• **EXERCISE GOAL**:
In the material below, repeat only the lines from the one that holds "Q: Place a marker on the blonde" through the final line, exactly as they stand.

• **PROVIDED MATERIAL**:
- Opening Delimiter -

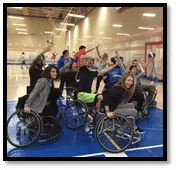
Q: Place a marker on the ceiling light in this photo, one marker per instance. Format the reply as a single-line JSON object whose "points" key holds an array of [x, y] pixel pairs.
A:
{"points": [[107, 38], [47, 32], [60, 29], [149, 15], [23, 25], [117, 25], [16, 7], [22, 32], [14, 17], [145, 28], [75, 15], [19, 29], [122, 34], [62, 23]]}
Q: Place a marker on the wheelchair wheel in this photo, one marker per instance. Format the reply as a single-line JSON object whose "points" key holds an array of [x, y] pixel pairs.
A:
{"points": [[23, 129], [75, 115], [114, 135]]}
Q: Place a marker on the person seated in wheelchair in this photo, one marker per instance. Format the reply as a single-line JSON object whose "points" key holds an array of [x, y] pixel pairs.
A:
{"points": [[43, 97], [149, 88], [86, 77], [138, 96], [112, 76], [113, 98]]}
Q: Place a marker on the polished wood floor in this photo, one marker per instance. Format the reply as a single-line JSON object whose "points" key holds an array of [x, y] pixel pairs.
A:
{"points": [[18, 79]]}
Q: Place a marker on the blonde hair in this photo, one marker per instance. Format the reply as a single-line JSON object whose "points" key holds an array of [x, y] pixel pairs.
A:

- Closing Delimiter -

• **TASK RESULT**:
Q: Place a marker on the blonde hair in this photo, one marker per instance. Format the reply as a single-line JSON object whose "points" key holds an array of [x, y] pixel pairs.
A:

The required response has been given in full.